**Exercise instructions:**
a - In the Bayes' theorem text, what is the revised probability of the initial event called?
b - Continue the Bayes' theorem text from where it stops.

**Text:**
>>>

Eq. (1) is called Bayes' theorem and can be generalized as,
$ \textbf{P}(A_{i}\vert B) = \frac{\textbf{P}(B\vert A_{i})\times \textbf{P}(A_{i})}{\sum_{j=1}^n\textbf{P}(B\vert A_{j})\times \textbf{P}(A_{j})}\text{ Eq. (2)} $

where, $ n $ is the number of events (cardinality of the set $ \{A_{i}\} $) in the sample space and, $ i = 1, 2, ..., n $. Note that the events $ A_{i} $ should be mutually exclusive and exhaustive as shown in the Figure. 2. In Figure. 2 the green colored region corresponds to event $ B $.
Alt text
Figure 2: Venn diagram

Bayes' theorem can be understood better by visualizing the events as sequential as depicted in the probability tree. When additional information is obtained about a subsequent event; it is used to revise the probability of the initial event. The revised probability is called posterior. In other words, we initially have a cause-effect model where we want to predict whether event $ B $ will occur or not, given that event $ A_{i} $ has occurred.
$ A_{i} \xrightarrow[\textbf{P}(B\vert A_{i})]{cause-effect} B $

We then move to the inference model where we are told that event $ B $ has occurred and our goal is to infer whether event $ A_{i} $ has occurred or not [3]
$ A_{i} \xleftarrow[\textbf{P}(A_{i}\vert B)]{inference} B $

In summary, Bayes' Theorem [4] provides us a simple technique to turn information about the probability of different effects (outcomes) from each possible cause, into information about the probable cause given the effect (outcome).

<<<

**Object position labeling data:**
>>>

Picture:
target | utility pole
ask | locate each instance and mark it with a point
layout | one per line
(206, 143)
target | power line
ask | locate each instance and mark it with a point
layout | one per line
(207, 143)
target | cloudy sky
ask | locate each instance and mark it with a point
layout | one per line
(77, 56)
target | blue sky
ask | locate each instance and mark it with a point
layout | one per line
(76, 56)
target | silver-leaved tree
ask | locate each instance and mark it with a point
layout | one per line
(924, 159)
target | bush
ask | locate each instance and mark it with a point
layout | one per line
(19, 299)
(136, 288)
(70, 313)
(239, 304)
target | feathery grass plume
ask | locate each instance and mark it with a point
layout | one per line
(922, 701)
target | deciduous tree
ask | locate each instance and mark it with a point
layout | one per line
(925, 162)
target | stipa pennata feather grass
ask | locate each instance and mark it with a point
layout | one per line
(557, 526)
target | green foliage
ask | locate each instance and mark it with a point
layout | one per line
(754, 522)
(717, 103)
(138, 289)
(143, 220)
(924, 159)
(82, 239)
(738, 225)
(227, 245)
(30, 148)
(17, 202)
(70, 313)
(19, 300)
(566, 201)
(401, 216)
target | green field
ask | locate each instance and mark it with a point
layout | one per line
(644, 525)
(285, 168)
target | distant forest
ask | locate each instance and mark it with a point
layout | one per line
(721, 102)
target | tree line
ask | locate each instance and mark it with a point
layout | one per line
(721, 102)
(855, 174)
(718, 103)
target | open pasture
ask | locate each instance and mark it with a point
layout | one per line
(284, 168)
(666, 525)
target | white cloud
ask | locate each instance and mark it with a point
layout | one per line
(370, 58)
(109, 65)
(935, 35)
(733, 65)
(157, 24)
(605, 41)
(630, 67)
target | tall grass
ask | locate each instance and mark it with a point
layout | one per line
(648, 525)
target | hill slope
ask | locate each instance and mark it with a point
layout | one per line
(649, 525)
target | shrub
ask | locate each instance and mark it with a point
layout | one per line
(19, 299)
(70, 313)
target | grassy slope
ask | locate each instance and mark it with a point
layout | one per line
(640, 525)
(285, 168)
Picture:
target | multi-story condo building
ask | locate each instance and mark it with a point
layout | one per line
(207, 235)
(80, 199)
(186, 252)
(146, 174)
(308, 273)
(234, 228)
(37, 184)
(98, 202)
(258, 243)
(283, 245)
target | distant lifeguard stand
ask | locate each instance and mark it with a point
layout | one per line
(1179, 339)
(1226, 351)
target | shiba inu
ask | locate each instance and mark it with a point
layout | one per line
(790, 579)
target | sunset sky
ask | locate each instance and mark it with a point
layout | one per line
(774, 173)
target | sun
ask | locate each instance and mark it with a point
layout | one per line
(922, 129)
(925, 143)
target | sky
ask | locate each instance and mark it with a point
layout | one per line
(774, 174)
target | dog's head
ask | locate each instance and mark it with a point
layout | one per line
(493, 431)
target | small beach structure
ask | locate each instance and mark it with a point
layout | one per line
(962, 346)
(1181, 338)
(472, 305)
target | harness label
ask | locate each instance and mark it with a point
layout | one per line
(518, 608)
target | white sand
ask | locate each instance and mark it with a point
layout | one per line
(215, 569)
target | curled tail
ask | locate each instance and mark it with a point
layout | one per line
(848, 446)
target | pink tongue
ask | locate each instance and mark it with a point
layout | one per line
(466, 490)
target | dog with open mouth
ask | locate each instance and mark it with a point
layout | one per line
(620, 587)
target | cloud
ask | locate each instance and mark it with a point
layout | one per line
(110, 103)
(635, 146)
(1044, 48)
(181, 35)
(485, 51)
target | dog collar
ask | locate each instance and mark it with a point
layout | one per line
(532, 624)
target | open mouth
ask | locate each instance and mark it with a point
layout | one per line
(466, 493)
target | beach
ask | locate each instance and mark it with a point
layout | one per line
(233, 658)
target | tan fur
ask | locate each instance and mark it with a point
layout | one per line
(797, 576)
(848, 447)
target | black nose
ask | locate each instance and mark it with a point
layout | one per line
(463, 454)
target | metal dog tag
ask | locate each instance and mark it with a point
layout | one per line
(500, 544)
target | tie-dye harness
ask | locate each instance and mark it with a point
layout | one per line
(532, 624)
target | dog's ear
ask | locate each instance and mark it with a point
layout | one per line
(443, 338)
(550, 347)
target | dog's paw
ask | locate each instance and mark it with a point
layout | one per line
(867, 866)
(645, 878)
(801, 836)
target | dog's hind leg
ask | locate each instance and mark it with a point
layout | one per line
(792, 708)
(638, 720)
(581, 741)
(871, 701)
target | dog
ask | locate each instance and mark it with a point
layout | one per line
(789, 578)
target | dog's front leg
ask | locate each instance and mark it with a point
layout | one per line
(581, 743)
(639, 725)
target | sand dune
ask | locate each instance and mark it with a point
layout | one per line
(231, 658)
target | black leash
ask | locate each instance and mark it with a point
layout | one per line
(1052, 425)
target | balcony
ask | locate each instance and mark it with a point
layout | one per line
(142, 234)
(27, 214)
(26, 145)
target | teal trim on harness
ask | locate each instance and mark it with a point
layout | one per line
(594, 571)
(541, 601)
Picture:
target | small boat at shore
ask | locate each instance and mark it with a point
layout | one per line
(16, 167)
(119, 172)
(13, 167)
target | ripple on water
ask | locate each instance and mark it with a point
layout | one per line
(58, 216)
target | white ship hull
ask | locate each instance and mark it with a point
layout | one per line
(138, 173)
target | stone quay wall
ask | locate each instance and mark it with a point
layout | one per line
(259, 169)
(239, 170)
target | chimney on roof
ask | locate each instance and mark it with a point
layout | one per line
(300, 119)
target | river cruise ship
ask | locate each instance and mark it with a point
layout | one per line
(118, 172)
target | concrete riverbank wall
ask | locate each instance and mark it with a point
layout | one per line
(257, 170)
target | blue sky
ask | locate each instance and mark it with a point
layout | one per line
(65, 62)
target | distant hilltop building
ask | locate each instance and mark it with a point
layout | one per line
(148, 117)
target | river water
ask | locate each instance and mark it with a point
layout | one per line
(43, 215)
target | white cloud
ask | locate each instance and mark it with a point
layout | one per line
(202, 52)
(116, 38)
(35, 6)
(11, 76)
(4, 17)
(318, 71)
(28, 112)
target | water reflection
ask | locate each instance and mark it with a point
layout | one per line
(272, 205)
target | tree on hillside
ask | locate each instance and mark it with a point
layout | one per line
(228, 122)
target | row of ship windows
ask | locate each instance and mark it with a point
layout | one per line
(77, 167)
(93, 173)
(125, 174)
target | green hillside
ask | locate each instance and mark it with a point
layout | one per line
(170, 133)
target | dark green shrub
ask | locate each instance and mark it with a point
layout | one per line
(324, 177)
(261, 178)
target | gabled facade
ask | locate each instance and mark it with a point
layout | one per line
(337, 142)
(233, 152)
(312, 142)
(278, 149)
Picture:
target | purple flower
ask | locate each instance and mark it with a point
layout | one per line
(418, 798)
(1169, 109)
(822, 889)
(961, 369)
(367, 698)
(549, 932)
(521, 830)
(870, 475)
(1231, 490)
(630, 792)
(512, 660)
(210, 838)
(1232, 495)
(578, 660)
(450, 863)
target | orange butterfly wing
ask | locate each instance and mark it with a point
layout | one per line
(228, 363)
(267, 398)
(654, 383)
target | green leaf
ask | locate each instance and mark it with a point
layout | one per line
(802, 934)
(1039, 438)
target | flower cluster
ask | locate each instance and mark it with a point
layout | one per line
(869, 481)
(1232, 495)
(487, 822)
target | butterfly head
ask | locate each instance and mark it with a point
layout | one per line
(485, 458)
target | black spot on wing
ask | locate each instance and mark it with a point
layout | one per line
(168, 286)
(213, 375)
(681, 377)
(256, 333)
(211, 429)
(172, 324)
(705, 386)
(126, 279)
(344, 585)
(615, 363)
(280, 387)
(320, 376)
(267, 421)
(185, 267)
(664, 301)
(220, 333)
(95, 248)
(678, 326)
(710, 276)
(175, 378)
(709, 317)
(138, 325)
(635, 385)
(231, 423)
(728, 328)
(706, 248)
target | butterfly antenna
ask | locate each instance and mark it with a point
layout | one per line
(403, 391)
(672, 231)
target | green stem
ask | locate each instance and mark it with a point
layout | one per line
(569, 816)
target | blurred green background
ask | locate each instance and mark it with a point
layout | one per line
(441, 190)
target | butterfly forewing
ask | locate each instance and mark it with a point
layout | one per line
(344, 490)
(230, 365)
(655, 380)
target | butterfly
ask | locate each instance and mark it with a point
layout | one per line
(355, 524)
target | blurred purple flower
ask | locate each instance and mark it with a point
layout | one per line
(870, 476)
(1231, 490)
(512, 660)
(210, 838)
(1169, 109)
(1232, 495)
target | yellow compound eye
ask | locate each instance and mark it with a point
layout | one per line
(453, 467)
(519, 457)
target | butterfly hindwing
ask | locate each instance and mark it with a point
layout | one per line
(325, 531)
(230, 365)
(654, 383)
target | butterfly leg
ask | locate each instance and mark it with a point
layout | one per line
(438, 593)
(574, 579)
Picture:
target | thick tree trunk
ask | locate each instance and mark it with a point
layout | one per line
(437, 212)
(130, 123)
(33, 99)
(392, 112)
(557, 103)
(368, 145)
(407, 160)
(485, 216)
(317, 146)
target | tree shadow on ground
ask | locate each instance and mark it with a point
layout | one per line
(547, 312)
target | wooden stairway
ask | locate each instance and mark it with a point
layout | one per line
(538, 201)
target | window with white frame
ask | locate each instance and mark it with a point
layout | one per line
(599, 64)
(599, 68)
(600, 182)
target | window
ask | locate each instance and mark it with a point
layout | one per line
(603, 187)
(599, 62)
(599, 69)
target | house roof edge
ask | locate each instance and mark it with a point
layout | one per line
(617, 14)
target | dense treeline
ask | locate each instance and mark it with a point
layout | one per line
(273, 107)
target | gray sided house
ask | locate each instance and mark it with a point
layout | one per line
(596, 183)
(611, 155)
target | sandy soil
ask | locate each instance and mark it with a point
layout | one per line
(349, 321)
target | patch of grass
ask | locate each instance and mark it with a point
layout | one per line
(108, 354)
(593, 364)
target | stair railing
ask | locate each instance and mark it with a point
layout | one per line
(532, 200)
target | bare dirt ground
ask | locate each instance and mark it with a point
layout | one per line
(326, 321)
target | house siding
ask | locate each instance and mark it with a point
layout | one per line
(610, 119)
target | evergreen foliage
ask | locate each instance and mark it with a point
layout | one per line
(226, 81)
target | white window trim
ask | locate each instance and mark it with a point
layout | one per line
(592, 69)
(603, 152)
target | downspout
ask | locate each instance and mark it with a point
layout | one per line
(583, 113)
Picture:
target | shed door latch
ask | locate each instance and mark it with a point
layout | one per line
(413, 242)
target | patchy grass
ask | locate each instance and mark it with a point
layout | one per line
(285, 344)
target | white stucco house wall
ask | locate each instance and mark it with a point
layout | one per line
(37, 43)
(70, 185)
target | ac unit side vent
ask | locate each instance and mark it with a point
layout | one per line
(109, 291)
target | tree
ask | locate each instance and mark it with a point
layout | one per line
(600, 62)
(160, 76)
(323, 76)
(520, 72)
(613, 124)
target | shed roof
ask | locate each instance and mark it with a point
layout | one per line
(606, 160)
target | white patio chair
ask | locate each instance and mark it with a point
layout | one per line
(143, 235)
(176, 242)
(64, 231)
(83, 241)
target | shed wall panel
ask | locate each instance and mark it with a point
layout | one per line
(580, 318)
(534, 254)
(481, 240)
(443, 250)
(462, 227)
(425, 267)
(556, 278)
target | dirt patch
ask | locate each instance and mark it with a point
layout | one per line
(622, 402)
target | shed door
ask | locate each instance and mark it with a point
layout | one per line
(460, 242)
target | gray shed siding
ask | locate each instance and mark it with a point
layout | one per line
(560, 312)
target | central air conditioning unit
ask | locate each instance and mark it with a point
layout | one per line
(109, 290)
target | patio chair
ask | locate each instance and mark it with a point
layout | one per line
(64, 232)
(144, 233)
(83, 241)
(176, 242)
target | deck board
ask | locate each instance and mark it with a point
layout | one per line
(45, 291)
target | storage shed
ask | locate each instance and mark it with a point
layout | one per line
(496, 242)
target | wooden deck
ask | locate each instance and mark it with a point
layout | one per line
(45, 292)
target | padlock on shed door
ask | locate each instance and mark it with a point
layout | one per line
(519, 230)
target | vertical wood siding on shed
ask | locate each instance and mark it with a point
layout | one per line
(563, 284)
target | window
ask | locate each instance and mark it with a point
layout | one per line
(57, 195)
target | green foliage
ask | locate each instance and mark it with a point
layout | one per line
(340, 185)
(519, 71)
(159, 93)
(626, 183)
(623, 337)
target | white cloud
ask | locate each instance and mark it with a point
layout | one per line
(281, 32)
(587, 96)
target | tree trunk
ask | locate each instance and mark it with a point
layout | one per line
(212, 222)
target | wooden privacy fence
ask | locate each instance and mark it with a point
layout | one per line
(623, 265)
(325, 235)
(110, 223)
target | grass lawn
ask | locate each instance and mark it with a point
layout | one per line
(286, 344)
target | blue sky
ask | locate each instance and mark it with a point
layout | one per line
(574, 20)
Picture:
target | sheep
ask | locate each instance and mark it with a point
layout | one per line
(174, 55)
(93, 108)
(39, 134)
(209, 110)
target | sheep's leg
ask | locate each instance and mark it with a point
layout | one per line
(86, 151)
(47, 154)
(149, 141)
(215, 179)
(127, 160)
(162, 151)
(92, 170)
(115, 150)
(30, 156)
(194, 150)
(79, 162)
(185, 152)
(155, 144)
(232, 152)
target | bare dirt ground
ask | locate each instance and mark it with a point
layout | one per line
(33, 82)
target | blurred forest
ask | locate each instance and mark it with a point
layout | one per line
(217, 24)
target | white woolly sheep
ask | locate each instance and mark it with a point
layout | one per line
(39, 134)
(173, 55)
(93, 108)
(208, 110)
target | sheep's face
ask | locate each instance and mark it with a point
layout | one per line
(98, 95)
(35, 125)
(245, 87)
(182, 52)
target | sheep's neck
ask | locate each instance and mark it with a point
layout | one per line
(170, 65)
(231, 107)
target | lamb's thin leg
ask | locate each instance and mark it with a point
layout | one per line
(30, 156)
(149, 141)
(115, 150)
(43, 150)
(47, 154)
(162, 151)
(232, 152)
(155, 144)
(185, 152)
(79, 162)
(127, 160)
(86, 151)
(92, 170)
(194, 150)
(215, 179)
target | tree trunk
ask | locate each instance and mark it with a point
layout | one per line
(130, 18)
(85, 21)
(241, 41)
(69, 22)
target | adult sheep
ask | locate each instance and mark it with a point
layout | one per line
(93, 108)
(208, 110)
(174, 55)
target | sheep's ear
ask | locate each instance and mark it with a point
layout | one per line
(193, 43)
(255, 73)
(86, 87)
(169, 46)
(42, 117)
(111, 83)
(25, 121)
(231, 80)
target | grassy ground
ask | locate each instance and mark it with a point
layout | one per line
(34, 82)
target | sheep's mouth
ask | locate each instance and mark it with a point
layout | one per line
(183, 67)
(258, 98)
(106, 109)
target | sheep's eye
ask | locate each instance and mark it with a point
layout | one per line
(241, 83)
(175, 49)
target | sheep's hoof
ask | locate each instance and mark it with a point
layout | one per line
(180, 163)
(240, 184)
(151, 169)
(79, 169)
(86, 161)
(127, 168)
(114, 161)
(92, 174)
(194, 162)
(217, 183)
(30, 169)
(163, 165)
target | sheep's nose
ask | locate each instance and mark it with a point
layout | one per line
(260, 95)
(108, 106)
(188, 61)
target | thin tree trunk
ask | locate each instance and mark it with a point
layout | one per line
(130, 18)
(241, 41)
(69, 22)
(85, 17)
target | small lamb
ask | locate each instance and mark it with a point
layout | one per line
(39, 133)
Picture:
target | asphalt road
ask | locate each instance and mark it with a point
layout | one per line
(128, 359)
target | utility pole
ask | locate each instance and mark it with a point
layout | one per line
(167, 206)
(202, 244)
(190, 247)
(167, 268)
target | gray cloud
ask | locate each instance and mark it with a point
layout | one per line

<<<

**Answers given:**
a - It is called the posterior.

b -
Bayes' Classifier

Bayes' Classifier uses Bayes' theorem (in the form of Bayes' rule) to classify objects into different categories. This technique is widely used in the area of pattern recognition. Let us describe the setting for a classification problem and then briefly outline the procedure.

Problem Setting: Consider a collection of $ N $ objects each with a $ d $ dimensional feature vector $ X $. Let $ X_{k} $ be the feature vector of the $ k^{th} $ object. Feature vector can be thought of as a $ d $-tuple describing the object. The task is to classify the objects into one of the $ C $ categories (classes)

Solution Approach:

Given an object $ k $ with feature vector $ X_{k} $ choose a class $ w_{i} $ such that,
$ \textbf{P}(w_{i}\vert X_{k}) \geq \textbf{P}(w_{j}\vert X_{k}), \forall j=1,2,..,C \text{ Eq. (3)} $

Using, Bayes' theorem this can be re-written as,
$ \frac{\textbf{P}(X_{k}\vert w_{i})\times\textbf{P}(w_{i})}{\sum_{i=1}^C\textbf{P}(X_{k}\vert w_{i})\times\textbf{P}(w_{i})} \geq \frac{\textbf{P}(X_{k}\vert w_{j})\times\textbf{P}(w_{j})}{\sum_{j=1}^C\textbf{P}(X_{k}\vert w_{j})\times\textbf{P}(w_{j})} $

Since the denominators are the same, we get
$ \textbf{P}(X_{k}\vert w_{i})\times\textbf{P}(w_{i}) \geq \textbf{P}(X_{k}\vert w_{j})\times\textbf{P}(w_{j})\text{ Eq. (4)} $

Eq. (4) is called Bayes' Rule, where $ \textbf{P}(X_{k}\vert w_{i}) $ and $ \textbf{P}(w_{i}) $ are called the likelihood and prior respectively [5]. Eq. (4), i.e., Bayes' rule is used in the classification problem instead of Eq. (3) because in most real situations it is easier to estimate the likelihood and prior.



References

  1. D. R. Bellhouse, "The Reverend Thomas Bayes FRS: a Biography to Celebrate the Tercentenary of his Birth," Statistical Science 19, 2004.
  2. Mario F. Triola, "Bayes' Theorem".
  3. Dimitri P. Bertsekas, John N. Tsitsiklis, "Introduction to Probability," Second Edition, Athena Scientific, Belmont, Massachusetts, USA, 2008.
  4. D. S. Sivia, "Data Analysis--A Bayesian Tutorial," Oxford University Press, 1998.
  5. Mireille Boutin, "ECE662: Statistical Pattern Recognition and Decision Making Processes," Purdue University, Spring 2014.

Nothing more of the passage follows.